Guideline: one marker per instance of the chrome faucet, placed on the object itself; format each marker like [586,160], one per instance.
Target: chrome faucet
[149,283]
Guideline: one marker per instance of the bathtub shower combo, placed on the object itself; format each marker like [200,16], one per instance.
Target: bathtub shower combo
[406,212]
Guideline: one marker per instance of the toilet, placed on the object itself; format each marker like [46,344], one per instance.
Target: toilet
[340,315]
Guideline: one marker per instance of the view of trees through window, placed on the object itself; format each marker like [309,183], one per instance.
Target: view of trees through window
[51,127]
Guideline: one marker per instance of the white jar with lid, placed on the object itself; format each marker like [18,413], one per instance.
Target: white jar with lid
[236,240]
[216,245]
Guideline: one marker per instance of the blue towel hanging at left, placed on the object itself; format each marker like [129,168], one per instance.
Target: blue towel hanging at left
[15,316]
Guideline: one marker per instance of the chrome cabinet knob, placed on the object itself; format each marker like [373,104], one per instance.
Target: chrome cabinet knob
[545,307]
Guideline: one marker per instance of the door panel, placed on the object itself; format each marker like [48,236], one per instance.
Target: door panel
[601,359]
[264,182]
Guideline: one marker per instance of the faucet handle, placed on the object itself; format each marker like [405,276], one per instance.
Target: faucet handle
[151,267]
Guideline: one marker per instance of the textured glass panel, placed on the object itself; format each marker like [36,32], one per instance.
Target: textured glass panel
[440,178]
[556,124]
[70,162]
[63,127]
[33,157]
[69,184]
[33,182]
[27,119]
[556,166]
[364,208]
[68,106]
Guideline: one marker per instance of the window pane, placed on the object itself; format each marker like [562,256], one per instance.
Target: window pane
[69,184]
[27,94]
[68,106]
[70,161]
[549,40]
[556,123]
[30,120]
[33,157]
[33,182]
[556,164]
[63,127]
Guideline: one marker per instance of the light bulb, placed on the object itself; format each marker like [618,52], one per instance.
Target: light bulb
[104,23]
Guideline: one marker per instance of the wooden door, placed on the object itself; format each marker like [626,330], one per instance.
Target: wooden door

§ Exercise description:
Every entry above needs to be quoted exactly.

§ Expected answer:
Guideline: one marker per instance of the chrome faucet, placed on the object itself; format each marker like [586,160], one per instance.
Target: chrome faucet
[149,283]
Guideline: one marker per instance of the bathtub shower combo, placed on the object itself; format each marker like [200,16], one per instance.
Target: bathtub shower combo
[406,212]
Guideline: one marker per instance of the toilet, placed on the object itself; format each marker like [46,344], one per instance.
Target: toilet
[340,315]
Guideline: one marker per instance of the view of trees through window, placed on the object itself; format each marker like [309,183], one per instance.
Target: view of trees through window
[51,127]
Guideline: one marker per instance of the white jar with lid, placed on the object itself; format each marker like [18,413], one per instance.
Target: white jar with lid
[236,240]
[216,245]
Guideline: one marker per instance of the blue towel hanging at left, placed on the object itself; format each marker like [129,168], one per instance.
Target: blue towel hanging at left
[15,316]
Guideline: one marker per instance of the chrome cabinet knob, placed on the object itself; format each marker like [373,104], one per instance.
Target: chrome cabinet knob
[545,307]
Guideline: one marker per instance of the door panel, placed on the object itself; format each marker like [48,236], one per instance.
Target: door panel
[601,359]
[264,182]
Guideline: one marker per instance of the faucet handle, placed on the object itself; format each marker like [405,276], one per instance.
Target: faucet handle
[151,267]
Guideline: one marker per instance of the textured glass panel, placed on the object itself; format each marker like [36,32], one per instance.
Target: textured glass panel
[440,178]
[556,124]
[70,162]
[63,127]
[33,157]
[69,184]
[33,182]
[27,119]
[556,166]
[364,208]
[68,106]
Guideline: one marker per instance of the window pane, placed on the object itself; format each marker like [562,256], one per instance.
Target: window pane
[69,184]
[27,94]
[68,106]
[70,161]
[549,40]
[556,123]
[30,120]
[33,157]
[33,182]
[556,164]
[63,127]
Guideline: one marker per instance of the light bulb, placed on the object itself; format each marker like [618,52], one per instance.
Target: light bulb
[104,23]
Guideline: one marker per instance of the wooden door, placed on the object itself; format each marker like [626,330], one per instance.
Target: wooden door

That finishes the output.